#### [EXERCISE]
Locate the line that contains "head and record the coordinates.". Print it and every subsequent line through the final line of the records, exactly and only those.

#### [DATA PROVIDED]
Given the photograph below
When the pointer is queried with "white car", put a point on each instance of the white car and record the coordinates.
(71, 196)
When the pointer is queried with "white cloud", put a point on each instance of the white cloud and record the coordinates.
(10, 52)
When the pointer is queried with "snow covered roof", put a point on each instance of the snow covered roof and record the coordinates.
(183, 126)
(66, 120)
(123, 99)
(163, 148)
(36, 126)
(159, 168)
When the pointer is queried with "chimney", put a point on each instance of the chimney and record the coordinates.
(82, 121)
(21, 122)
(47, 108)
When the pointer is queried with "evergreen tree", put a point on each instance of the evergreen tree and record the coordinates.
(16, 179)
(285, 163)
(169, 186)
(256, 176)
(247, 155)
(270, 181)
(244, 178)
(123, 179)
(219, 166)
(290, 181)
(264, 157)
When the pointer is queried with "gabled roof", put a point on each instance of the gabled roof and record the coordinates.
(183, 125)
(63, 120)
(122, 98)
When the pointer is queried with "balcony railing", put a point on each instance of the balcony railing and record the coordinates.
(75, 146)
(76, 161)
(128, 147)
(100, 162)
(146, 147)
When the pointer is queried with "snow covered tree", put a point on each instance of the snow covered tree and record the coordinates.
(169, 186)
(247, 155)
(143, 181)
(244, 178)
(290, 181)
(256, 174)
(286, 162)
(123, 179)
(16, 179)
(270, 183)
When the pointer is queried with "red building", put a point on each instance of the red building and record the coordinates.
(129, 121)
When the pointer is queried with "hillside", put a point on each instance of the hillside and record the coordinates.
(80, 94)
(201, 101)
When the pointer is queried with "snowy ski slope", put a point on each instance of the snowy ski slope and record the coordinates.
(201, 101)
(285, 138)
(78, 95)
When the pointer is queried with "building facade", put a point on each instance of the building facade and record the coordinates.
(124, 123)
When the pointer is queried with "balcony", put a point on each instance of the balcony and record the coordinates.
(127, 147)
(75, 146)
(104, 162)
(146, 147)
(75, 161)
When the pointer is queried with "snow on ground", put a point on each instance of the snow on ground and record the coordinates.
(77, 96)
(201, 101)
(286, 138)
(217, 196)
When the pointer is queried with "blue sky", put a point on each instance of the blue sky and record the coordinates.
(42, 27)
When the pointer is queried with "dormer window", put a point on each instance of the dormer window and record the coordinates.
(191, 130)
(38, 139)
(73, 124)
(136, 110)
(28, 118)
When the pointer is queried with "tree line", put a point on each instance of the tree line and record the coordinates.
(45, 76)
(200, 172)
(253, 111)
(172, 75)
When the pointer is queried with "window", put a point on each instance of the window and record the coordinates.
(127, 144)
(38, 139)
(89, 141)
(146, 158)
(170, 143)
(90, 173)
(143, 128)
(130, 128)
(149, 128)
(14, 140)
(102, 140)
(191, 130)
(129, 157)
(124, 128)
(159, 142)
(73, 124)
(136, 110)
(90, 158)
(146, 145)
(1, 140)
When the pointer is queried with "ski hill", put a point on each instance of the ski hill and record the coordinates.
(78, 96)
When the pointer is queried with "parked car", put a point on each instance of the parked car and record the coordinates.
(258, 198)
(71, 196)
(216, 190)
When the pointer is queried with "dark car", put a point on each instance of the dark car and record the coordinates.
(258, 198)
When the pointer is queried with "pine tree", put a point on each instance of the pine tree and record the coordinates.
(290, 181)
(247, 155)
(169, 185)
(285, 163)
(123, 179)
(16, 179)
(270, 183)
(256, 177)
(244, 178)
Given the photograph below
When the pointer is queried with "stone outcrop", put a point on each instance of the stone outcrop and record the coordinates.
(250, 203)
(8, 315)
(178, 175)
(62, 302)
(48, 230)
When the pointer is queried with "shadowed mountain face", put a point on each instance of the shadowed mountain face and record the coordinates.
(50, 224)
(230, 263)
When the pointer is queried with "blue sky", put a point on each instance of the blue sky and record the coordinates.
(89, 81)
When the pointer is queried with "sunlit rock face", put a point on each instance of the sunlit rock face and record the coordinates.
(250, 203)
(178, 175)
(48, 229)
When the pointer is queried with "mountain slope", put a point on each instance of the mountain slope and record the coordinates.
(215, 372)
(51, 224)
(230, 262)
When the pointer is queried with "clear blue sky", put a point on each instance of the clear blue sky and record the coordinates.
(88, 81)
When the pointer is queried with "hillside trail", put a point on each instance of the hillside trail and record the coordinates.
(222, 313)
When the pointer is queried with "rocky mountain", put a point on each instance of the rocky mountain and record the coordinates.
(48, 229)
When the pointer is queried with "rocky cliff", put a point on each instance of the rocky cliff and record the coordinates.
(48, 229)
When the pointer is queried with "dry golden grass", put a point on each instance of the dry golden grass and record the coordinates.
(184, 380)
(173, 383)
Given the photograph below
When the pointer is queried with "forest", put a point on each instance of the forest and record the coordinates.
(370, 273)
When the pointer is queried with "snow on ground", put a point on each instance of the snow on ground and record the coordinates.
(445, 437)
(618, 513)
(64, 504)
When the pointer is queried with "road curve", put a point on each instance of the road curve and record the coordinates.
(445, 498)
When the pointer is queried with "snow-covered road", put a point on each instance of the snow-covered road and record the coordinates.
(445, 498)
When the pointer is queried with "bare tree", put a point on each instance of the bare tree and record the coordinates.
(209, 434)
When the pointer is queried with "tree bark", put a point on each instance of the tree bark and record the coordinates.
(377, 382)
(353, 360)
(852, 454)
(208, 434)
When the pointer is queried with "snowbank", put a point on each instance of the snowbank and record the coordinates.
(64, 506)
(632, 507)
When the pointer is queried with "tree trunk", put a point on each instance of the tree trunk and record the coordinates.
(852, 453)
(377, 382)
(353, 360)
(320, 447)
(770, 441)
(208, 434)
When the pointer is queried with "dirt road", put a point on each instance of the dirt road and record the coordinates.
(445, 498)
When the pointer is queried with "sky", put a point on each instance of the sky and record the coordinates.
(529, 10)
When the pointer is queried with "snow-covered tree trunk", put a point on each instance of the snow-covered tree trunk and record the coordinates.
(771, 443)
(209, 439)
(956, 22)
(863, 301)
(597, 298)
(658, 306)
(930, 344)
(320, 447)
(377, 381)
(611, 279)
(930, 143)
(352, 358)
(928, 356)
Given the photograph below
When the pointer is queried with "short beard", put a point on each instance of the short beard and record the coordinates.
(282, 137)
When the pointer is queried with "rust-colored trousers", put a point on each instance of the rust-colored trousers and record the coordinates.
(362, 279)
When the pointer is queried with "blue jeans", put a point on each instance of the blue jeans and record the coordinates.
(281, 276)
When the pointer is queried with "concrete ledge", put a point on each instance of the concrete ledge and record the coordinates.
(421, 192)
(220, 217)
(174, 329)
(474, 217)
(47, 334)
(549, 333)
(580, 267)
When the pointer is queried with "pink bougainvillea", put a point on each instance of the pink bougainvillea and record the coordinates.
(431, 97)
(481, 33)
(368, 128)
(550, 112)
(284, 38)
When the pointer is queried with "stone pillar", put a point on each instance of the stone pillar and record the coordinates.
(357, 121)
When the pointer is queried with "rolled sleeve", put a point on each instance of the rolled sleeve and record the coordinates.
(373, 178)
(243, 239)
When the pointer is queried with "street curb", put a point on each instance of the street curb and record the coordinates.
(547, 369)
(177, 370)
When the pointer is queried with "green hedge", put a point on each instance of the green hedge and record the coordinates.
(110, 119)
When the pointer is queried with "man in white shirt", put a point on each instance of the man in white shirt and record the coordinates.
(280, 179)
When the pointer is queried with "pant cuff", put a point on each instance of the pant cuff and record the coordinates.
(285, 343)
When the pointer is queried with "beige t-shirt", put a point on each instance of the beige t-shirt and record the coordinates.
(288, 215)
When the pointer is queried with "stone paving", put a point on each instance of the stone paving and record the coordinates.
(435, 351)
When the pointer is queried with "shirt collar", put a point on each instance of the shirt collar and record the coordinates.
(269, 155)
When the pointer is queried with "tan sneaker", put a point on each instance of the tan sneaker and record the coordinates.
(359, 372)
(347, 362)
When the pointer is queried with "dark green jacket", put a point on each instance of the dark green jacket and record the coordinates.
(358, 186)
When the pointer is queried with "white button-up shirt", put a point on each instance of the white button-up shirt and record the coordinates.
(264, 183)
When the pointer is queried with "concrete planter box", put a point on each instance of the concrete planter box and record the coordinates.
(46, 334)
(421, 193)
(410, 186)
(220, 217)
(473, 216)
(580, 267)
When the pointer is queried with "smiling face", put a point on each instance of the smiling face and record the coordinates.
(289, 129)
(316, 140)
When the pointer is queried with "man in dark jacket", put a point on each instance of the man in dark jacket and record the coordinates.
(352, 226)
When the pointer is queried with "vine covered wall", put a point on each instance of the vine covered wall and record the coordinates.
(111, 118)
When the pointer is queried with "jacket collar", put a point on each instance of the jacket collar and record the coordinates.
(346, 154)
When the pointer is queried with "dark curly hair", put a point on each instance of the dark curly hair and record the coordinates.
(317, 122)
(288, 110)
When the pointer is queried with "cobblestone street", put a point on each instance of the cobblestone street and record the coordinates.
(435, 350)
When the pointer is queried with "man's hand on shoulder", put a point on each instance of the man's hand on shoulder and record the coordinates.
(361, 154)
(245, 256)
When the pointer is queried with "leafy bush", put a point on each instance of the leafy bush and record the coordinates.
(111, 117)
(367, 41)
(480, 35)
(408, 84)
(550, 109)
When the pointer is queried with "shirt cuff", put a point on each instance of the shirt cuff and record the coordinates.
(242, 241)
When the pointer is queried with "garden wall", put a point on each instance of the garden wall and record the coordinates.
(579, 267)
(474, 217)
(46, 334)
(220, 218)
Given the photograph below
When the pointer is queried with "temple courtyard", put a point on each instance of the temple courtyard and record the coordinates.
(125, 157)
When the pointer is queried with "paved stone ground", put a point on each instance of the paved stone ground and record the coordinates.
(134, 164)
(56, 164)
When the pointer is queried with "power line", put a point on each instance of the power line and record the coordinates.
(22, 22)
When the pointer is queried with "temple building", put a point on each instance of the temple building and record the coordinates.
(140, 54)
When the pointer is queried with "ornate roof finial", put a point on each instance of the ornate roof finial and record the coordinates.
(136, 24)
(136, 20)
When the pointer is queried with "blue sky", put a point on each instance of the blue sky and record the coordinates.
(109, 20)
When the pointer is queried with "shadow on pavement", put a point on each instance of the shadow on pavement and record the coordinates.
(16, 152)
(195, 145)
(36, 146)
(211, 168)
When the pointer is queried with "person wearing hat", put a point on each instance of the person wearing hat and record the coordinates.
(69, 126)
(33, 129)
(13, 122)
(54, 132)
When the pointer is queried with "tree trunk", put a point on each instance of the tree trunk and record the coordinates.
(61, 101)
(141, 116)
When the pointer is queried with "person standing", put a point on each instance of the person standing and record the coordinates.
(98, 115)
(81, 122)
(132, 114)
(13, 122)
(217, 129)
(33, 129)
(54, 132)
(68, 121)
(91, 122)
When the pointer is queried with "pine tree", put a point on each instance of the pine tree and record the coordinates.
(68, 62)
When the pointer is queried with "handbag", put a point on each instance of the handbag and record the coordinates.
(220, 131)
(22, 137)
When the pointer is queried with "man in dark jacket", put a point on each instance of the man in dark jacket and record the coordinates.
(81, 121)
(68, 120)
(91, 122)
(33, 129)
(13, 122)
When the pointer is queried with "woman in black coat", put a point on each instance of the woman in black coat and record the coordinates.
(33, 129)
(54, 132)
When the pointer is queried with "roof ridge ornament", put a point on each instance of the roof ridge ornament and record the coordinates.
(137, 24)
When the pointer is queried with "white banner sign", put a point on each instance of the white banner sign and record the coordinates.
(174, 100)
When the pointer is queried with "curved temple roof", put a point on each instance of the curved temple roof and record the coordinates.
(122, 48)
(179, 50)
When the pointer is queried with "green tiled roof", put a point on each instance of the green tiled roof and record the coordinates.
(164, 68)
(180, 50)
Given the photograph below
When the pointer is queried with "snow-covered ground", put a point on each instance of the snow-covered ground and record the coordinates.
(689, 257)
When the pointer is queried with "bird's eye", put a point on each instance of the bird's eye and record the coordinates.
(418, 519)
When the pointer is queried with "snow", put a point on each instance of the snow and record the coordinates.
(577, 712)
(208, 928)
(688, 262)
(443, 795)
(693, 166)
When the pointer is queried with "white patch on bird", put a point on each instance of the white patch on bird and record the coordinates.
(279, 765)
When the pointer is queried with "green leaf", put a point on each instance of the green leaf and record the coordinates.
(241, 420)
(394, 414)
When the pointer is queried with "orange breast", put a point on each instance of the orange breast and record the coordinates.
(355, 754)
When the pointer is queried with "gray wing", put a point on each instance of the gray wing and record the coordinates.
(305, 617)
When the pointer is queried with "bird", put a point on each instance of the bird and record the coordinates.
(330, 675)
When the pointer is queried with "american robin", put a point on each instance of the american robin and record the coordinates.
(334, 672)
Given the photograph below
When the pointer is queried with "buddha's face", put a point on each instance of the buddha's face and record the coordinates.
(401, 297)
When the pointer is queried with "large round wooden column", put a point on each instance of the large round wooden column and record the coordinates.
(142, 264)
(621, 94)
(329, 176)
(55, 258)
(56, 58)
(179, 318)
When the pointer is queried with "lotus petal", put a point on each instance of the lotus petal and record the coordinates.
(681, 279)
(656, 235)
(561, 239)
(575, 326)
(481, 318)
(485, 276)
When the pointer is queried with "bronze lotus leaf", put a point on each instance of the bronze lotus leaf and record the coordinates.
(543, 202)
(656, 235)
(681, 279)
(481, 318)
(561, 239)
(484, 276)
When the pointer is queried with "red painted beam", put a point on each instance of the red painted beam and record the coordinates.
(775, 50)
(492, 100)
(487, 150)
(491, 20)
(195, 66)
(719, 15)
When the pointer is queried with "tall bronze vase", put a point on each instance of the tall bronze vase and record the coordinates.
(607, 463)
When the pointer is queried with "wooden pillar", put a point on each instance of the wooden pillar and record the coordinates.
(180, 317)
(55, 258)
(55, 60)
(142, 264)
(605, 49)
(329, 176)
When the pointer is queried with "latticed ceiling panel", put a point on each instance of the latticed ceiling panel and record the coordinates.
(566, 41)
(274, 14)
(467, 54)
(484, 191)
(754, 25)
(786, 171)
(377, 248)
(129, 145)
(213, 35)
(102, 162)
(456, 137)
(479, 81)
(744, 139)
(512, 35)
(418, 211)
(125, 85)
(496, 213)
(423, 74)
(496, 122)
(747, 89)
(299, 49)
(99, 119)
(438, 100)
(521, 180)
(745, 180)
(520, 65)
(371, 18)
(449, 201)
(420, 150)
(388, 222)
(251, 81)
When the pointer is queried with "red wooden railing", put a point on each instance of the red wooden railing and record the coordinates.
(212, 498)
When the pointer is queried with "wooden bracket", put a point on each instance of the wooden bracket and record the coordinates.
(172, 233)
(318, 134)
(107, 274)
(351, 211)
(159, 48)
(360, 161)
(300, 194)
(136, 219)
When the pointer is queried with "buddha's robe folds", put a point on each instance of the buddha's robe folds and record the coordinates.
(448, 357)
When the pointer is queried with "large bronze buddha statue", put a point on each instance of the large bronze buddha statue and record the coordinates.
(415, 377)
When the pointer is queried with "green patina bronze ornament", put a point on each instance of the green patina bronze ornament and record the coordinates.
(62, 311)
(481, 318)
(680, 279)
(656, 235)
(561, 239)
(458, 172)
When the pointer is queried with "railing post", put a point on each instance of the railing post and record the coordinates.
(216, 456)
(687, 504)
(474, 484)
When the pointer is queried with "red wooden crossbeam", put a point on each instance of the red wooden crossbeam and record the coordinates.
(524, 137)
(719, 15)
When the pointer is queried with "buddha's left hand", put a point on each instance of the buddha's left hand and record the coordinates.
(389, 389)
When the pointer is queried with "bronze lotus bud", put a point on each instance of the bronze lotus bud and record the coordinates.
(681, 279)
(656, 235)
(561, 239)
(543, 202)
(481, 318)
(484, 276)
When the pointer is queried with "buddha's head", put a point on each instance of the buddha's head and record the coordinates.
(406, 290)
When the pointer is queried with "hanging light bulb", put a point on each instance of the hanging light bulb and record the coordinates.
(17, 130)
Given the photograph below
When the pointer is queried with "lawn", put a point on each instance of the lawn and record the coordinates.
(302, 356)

#### [RESULT OF THE EXERCISE]
When the pointer is queried with "buddha's head", put a point on each instance of the buddha's head and record the coordinates.
(406, 290)
When the pointer is queried with "hanging light bulb", put a point on each instance of the hanging light bulb and record the coordinates.
(17, 130)
Given the photograph below
When the pointer is queried with "lawn", put a point on each instance of the lawn and record the coordinates.
(302, 356)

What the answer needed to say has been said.